One or more processing units 310 may therefore execute processor-executable program code stored in memory 320 to cause system 300 to determine a plurality of graphical indicators associated with respective time intervals, wherein a length of each graphical indicator represents a value of a metric associated with the respective time interval of the graphical indicator, and to display the plurality of graphical indicators on display 340, wherein first ends of each of the plurality of graphical indicators substantially trace an arc of a circle, and wherein, for each graphical indicator, a position of the first end of the graphical indicator on the arc of the circle indicates the respective time interval associated with the graphical indicator.

According to some embodiments, system 300 comprises an integrated device such as, but not limited to, a wearable unit (e.g., around wrist, around neck) or an otherwise portable unit (e.g., a smartphone, a dedicated music player, a fob). In some embodiments, elements of system 300 may be embodied in separate devices, such as a server device (e.g., a desktop computer) including elements 310, 320 and 330, and a terminal device (e.g., a watch) including display 340. System 300 may perform functions other than those attributed thereto herein, and may include any elements which are necessary for the operation thereof.

Some embodiments of system 300 include a portable monitoring device having a physical size and shape adapted to couple to the body of a user, which allows the user to perform normal or typical user activities (including, for example, exercise of all kinds and type) without hindering the user from performing such activities. The portable monitoring device may include a mechanism (for example, a clip, strap and/or tie) that facilitates coupling or affixing the device to the user during such normal or typical user activities.

For example. during operation, an altitude sensor generates data which is representative of the altitude and/or changes in altitude of the user. A motion sensor generates data which is representative of motion of the user. The data which is representative of the altitude and/or changes in altitude and the data which is representative of the motion of the user, is used to determine energy and/or calorie “burn” of the user.

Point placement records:
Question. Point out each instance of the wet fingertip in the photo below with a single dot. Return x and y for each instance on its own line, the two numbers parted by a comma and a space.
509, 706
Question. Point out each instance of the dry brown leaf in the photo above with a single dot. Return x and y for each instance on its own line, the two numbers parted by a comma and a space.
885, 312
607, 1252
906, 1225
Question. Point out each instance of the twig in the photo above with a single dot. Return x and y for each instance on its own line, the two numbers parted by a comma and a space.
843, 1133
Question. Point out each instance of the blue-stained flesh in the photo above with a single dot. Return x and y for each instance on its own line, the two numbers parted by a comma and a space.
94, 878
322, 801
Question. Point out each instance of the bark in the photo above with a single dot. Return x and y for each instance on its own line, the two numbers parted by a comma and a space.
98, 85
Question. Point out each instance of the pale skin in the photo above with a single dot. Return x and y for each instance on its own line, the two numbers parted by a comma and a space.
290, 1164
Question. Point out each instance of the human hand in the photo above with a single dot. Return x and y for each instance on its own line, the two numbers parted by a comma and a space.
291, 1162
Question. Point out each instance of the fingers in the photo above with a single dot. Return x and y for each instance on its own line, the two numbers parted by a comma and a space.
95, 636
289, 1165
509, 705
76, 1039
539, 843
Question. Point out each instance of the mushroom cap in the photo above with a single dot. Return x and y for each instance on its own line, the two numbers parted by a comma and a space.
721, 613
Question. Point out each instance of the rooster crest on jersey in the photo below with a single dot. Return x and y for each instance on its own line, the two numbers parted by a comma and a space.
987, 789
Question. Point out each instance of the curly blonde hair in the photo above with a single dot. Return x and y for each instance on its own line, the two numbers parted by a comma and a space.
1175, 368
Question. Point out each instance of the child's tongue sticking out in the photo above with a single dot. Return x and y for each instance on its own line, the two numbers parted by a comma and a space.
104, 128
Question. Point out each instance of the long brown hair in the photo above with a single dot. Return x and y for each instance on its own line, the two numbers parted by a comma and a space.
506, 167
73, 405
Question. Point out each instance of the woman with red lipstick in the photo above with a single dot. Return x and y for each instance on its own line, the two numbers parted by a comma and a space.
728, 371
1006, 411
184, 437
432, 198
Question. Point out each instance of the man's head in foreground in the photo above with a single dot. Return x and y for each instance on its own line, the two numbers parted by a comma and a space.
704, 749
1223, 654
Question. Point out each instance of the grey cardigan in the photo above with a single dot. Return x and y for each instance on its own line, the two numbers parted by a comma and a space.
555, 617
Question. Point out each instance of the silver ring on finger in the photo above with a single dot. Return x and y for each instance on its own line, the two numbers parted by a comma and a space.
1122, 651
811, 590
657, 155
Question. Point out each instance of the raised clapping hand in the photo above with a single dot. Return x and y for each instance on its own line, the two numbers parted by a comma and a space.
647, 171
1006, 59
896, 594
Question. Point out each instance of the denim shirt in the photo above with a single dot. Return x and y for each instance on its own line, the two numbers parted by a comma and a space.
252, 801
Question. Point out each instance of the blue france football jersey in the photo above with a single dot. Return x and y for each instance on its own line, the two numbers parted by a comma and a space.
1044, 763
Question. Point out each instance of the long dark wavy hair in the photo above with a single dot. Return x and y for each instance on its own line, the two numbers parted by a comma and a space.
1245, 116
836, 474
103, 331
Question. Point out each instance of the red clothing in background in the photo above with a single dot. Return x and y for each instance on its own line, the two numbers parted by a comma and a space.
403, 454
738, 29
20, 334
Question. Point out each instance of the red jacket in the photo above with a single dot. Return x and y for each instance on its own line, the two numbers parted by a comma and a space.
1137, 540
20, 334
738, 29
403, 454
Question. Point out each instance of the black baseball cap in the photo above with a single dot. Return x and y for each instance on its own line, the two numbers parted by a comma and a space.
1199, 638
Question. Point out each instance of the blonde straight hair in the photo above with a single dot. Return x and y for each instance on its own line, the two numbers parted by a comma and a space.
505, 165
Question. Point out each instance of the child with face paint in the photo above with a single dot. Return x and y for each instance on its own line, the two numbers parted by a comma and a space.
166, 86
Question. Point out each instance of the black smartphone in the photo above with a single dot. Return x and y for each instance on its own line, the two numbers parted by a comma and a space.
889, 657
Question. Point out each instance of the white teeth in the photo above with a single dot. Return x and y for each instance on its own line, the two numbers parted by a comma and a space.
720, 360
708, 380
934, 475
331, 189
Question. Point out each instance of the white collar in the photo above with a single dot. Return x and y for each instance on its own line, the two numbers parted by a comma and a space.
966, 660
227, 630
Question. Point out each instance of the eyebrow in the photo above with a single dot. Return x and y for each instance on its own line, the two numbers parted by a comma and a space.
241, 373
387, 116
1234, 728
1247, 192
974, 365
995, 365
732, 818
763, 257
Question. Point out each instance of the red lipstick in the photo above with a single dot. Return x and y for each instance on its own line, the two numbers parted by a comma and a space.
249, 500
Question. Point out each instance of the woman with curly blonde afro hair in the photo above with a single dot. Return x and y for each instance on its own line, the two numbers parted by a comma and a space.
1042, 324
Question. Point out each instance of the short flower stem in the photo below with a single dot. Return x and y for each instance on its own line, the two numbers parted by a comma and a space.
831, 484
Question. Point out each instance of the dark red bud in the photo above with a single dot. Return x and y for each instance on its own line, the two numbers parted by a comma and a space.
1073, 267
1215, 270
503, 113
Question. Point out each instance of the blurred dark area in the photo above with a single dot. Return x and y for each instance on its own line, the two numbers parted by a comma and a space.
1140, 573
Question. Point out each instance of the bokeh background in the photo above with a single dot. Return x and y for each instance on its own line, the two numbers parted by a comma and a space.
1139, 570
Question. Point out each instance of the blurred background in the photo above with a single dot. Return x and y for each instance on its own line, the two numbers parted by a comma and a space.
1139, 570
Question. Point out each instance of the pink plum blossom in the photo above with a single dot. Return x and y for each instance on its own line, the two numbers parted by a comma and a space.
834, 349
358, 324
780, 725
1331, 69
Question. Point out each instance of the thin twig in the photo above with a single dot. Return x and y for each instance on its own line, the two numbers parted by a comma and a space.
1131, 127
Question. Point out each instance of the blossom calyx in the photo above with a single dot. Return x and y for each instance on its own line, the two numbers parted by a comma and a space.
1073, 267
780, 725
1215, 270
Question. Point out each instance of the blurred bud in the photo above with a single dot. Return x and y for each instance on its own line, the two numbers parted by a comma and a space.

- **OBJECTIVE**
Transcribe the part of the wearable monitoring passage that opens with the words containing "Some embodiments of" and closes with "typical user activities.". Answer using only the wearable monitoring passage.

- **EXERCISE RESPONSE**
Some embodiments of system 300 include a portable monitoring device having a physical size and shape adapted to couple to the body of a user, which allows the user to perform normal or typical user activities (including, for example, exercise of all kinds and type) without hindering the user from performing such activities. The portable monitoring device may include a mechanism (for example, a clip, strap and/or tie) that facilitates coupling or affixing the device to the user during such normal or typical user activities.